Problem to solve:
Your output should be the exact lines from the start of the data through the line containing "Target: bokeh light", with no pictures.

--- Provided information Enclosed Below ---

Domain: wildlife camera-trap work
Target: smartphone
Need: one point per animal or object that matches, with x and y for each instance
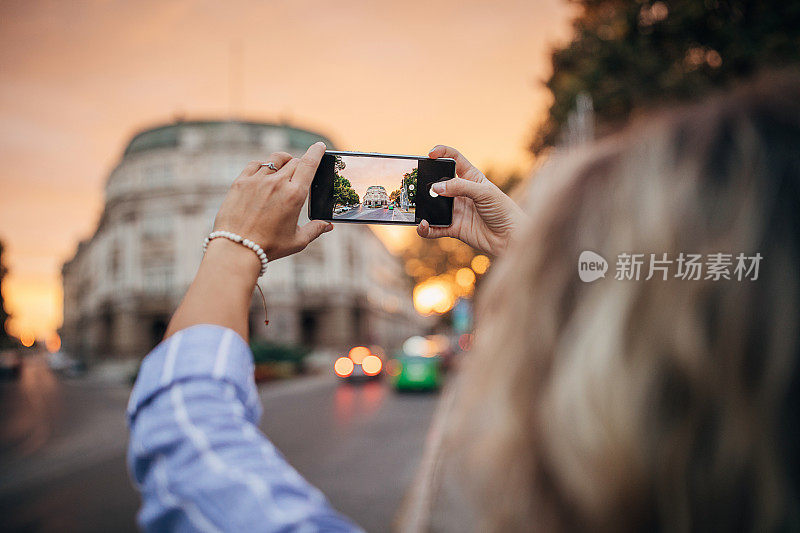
(380, 189)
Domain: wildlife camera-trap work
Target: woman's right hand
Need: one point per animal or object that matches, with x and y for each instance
(483, 216)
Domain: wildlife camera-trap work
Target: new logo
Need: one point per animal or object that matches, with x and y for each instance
(591, 266)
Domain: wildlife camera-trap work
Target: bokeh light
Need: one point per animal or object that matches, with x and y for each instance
(358, 354)
(465, 277)
(371, 365)
(435, 295)
(27, 339)
(53, 343)
(480, 264)
(343, 367)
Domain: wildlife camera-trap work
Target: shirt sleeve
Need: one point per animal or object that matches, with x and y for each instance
(196, 454)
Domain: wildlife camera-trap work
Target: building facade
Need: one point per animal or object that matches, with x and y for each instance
(125, 281)
(375, 196)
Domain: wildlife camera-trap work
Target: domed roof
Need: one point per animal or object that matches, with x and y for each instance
(231, 130)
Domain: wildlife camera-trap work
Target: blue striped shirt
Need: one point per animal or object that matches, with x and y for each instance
(196, 454)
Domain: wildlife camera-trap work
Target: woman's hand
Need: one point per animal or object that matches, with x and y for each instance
(264, 205)
(483, 216)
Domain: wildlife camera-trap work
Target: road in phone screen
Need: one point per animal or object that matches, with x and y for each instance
(374, 189)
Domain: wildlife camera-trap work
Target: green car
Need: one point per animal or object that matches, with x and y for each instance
(414, 373)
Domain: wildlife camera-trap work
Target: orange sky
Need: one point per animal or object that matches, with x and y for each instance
(77, 79)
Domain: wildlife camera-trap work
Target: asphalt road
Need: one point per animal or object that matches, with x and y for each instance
(376, 214)
(62, 448)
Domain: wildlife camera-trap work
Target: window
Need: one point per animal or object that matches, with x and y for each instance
(158, 225)
(158, 174)
(158, 278)
(115, 261)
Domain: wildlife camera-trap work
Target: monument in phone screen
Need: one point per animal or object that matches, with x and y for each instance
(376, 189)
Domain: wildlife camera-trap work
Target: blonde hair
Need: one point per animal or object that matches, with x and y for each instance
(628, 405)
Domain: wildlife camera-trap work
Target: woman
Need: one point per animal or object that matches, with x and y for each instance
(661, 403)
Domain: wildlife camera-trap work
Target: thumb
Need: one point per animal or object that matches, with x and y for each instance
(460, 187)
(312, 230)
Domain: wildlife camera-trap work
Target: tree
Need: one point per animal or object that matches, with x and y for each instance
(627, 55)
(5, 338)
(410, 183)
(343, 193)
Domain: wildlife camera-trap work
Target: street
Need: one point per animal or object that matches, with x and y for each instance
(376, 214)
(62, 448)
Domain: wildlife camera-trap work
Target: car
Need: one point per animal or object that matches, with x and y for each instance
(419, 364)
(415, 373)
(61, 363)
(360, 364)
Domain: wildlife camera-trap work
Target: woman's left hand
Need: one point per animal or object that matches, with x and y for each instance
(264, 205)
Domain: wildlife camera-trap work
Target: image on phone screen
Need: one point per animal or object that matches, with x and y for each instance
(380, 189)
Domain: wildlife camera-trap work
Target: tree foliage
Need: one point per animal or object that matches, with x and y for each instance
(410, 183)
(343, 193)
(629, 54)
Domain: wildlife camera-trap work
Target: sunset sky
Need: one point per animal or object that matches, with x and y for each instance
(79, 78)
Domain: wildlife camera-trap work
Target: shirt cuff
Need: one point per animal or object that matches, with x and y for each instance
(203, 352)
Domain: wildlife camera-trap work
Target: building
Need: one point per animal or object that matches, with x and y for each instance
(124, 282)
(375, 196)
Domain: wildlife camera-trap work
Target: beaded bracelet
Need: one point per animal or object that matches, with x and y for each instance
(262, 256)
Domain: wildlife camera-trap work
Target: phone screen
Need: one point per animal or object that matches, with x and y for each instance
(380, 189)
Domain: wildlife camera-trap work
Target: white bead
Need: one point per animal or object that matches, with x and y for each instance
(262, 256)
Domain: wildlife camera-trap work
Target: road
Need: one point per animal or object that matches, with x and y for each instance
(62, 448)
(376, 214)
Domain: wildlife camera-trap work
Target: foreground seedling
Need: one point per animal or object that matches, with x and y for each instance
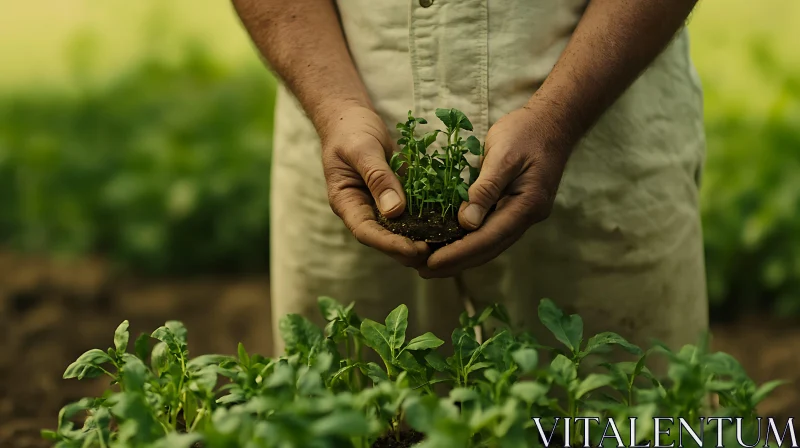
(360, 383)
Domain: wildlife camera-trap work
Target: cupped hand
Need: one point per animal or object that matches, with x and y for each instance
(520, 173)
(355, 148)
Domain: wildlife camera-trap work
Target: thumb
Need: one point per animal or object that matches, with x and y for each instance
(382, 182)
(483, 194)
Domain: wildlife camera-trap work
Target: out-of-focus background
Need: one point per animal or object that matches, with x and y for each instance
(135, 142)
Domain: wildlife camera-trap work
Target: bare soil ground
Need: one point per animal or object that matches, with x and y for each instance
(51, 312)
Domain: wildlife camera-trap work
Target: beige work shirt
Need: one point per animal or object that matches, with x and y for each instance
(623, 245)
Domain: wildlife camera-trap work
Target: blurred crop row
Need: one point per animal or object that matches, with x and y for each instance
(165, 169)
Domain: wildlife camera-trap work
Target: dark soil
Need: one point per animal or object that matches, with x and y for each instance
(430, 226)
(407, 439)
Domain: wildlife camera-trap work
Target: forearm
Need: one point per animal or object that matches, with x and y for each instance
(615, 41)
(304, 44)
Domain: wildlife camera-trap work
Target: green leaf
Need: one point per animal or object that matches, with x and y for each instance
(473, 175)
(341, 423)
(606, 339)
(526, 359)
(396, 325)
(134, 375)
(764, 390)
(478, 366)
(429, 138)
(474, 145)
(563, 369)
(464, 346)
(591, 382)
(462, 192)
(88, 365)
(437, 362)
(203, 361)
(463, 395)
(121, 337)
(374, 372)
(567, 329)
(460, 120)
(244, 359)
(142, 346)
(159, 357)
(425, 341)
(377, 337)
(407, 362)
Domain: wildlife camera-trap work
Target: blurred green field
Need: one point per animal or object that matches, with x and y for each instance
(142, 131)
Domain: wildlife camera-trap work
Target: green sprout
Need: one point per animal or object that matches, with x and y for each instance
(434, 178)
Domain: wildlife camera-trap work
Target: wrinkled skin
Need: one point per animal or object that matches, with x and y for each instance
(520, 173)
(355, 150)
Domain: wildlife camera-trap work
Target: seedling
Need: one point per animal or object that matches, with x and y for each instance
(432, 175)
(313, 396)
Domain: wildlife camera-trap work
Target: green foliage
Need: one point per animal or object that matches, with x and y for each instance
(431, 177)
(165, 169)
(500, 393)
(751, 192)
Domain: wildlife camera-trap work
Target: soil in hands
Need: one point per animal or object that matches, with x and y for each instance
(429, 226)
(407, 439)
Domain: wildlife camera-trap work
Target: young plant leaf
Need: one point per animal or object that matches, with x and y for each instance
(374, 372)
(425, 341)
(121, 337)
(378, 338)
(462, 192)
(88, 365)
(526, 359)
(606, 339)
(563, 370)
(396, 325)
(142, 346)
(591, 382)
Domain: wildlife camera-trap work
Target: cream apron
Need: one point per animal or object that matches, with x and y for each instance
(623, 245)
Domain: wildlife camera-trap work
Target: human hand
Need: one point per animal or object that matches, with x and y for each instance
(520, 173)
(355, 149)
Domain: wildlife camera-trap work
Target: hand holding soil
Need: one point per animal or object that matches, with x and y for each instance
(355, 149)
(519, 175)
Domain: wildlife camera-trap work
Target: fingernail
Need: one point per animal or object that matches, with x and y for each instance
(473, 214)
(389, 200)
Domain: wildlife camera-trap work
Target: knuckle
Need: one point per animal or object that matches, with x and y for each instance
(538, 206)
(486, 191)
(374, 178)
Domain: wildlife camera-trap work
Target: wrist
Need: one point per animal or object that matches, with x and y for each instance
(555, 130)
(329, 114)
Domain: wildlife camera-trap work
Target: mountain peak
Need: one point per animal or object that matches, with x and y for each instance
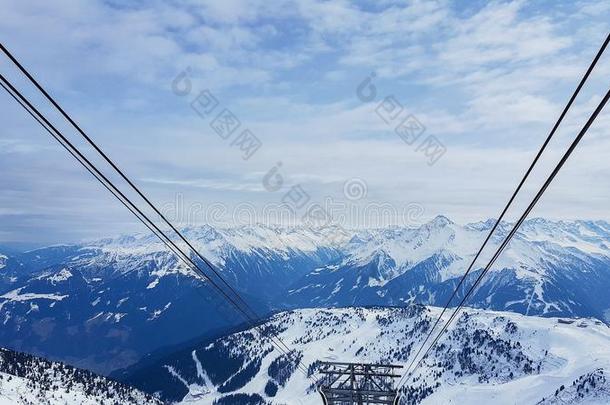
(440, 220)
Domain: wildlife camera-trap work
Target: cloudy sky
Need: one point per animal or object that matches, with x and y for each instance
(484, 81)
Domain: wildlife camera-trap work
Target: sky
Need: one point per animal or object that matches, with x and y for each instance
(382, 112)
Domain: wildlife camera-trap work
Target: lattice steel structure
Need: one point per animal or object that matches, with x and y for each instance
(358, 383)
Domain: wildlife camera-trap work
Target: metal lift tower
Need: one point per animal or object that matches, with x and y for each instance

--- End of Enclosed Provided information ---

Reply:
Domain: wildlife camera-trap work
Target: smartphone
Need: one point per animal or object that matches, with x and y for each instance
(380, 189)
Domain: wildlife camera-trap work
Target: woman's right hand
Need: one point per animal or object that matches, with x and y for each instance
(483, 216)
Domain: wildlife camera-trap work
Target: new logo
Need: one point per animal or object that matches, with x and y for each instance
(591, 266)
Domain: wildlife camera-trap work
Target: bokeh light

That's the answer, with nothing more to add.